** Selected excerpt **
* start *

2011-02-07 Thread Gleb Kurtsou
On (19/01/2011 17:27), Ivan Voras wrote:
 On 19 January 2011 16:02, Kostik Belousov kostik...@gmail.com wrote:
 
  http://people.freebsd.org/~ivoras/diffs/tmpfs.h.patch
 
  I don't think this is a complete solution but it's a start. If you can,
  try it and see if it helps.
  This is not a start, and actually a step in the wrong direction.
  Tmpfs is wrong now, but the patch would make the wrongness even bigger.
 
  Issue is that the current tmpfs calculation should not depend on the
  length of the inactive queue or the amount of free pages. This data only
  measures  the pressure on the pagedaemon, and has absolutely no relation
  to the amount of data that can be put into anonymous objects before the
  system comes out of swap.
 
  vm_lowmem handler is invoked in two situations:
  - when KVA cannot satisfy the request for the space allocation;
  - when pagedaemon have to start the scan.

* end *

** Given information **
* start *

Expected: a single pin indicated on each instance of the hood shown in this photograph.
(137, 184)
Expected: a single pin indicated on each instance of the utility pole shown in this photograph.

* end *

** Exercise 1 **
In the tmpfs discussion, update the passage starting with "I don't think" and going on through "start the scan." so that "page daemon" takes the place of "pagedaemon".
** Exercise 2 **
According to the tmpfs discussion, what do the length of the inactive queue and the amount of free pages measure?

** Task response 1 **
I don't think this is a complete solution but it's a start. If you can,
  try it and see if it helps.
  This is not a start, and actually a step in the wrong direction.
  Tmpfs is wrong now, but the patch would make the wrongness even bigger.
 
  Issue is that the current tmpfs calculation should not depend on the
  length of the inactive queue or the amount of free pages. This data only
  measures  the pressure on the page daemon, and has absolutely no relation
  to the amount of data that can be put into anonymous objects before the
  system comes out of swap.
 
  vm_lowmem handler is invoked in two situations:
  - when KVA cannot satisfy the request for the space allocation;
  - when page daemon have to start the scan.

** Task response 2 **
They measure only the pressure on the pagedaemon.